● **SECCIÓN DEL DOCUMENTO**:
Gabriele Mucchi, milanés nacido en 1899, estudió ingeniería civil, y también se dedicó a pintar. Se formó estéticamente en París y en Berlín. Trabajó como arquitecto y diseñador y tuvo que ver con el muralismo interior. Hombre comprometido con la izquierda comunista, permaneció fiel a ella durante la guerra fría, fue académico en Berlín Este y uno de los artistas extranjeros más exhibidos en la RDA.

Como se ve, las distinciones y el reconocimiento oficial que recibieron estos dos italianos en el mundo socialista fueron superiores a las de Renau. No viene al caso comparar a los tres artistas con el propósito de verificar cual de ellos ha contribuido más a la historia del arte, si es que eso puede hacerse sin perspectiva. Pero, se observa el viejo fenómeno de que a los de la familia se les trata siempre peor. Eso es algo que tanto Bruno Flierl como Barck observan con cierta melancolía angélica, porque estiman que el valenciano es uno de los grandes fotomontadores de la historia, cuyo talento es universalmente desconocido.

Marta Hofmann comenta sobre este asunto:

La cuestión está en que Renau era de otra categoría. Mucchi y Gattuso se movían dentro del marco de lo que la sociedad espera de un artista. Renau también era un artista en el socialismo, pero innovador, y por eso tuvo problemas, tanto con las “cabezas de hormigón” como con los artistas de la Kunstlerverband [sindicato de artistas]. Renau era un enemigo del mercado del arte porque es elitista, y quería que el arte fuera para todos. “El arte tiene que verlo la gente donde va comúnmente, y no en el museo”, decía. En resumen: el arte tiene que buscar a la gente y no al revés.

Renau conocía muy bien las fallas del socialismo real, pero estaba convencido también de que era el sistema más justo, por eso lo apoyaba. En lo que se refiere a su trabajo distinguía claramente entre posiciones elitistas y buenas. No admitía mediocridades, y sobre todo falta de sinceridad y de honradez en el arte.

En diciembre de 1963 a Renau le dan la oportunidad de presentar su obra en la universidad de Rostock, una ciudad portuaria del mar Báltico. Era quizá la tercera vez en toda su vida que exponía, después de la tumultuosa y decepcionante exhibición en el Círculo de Bellas Artes de Madrid en 1928. Esta precisión la hace él mismo al hablar del acontecimiento, ignorando alguna exposición personal que hizo en Méjico y la del Kulturbund de la Jaeggerstrasse de Berlín nada más llegar en 1958. Está claro que aquellas muestras tuvieron más de privado que de público. Pero la de 1963 se hacía a bombo y platillo en el marco del segundo seminario estudiantil latinoamericano organizado por el Instituto de Lenguas Románicas de la Universidad de Rostock, del cual formaba parte el intérprete de Renau, Karlheinz Barck.

● **OBJETIVO A**:
Responde estas preguntas a partir de la sección del documento:
(i) ¿En qué año nació Gabriele Mucchi?
(ii) Según Marta Hofmann, ¿con quiénes tuvo problemas Renau por ser innovador?
(iii) ¿En qué universidad presentó Renau su obra en diciembre de 1963?
● **OBJETIVO B**: Devuelve de forma literal el pasaje de la sección del documento que comienza en "La cuestión está" y termina en "no al revés.".
● **OBJETIVO C**: Convierte en una lista breve el párrafo de la sección del documento que empieza por "Renau conocía muy bien las fallas", conservando sus datos principales.

● **INFORMACIÓN PROPORCIONADA**:
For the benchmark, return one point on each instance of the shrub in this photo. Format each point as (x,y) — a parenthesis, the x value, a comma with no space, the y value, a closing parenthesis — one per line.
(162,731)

● **SOLUCIÓN A**:
(i) En 1899.
(ii) Con las "cabezas de hormigón" y con los artistas de la Kunstlerverband.
(iii) En la Universidad de Rostock.

● **SOLUCIÓN B**:
La cuestión está en que Renau era de otra categoría. Mucchi y Gattuso se movían dentro del marco de lo que la sociedad espera de un artista. Renau también era un artista en el socialismo, pero innovador, y por eso tuvo problemas, tanto con las “cabezas de hormigón” como con los artistas de la Kunstlerverband [sindicato de artistas]. Renau era un enemigo del mercado del arte porque es elitista, y quería que el arte fuera para todos. “El arte tiene que verlo la gente donde va comúnmente, y no en el museo”, decía. En resumen: el arte tiene que buscar a la gente y no al revés.

● **SOLUCIÓN C**:
- Renau conocía muy bien las fallas del socialismo real.
- Aun así, estaba convencido de que era el sistema más justo, y por eso lo apoyaba.
- En su trabajo distinguía claramente entre posiciones elitistas y buenas.
- No admitía mediocridades ni, sobre todo, falta de sinceridad y de honradez en el arte.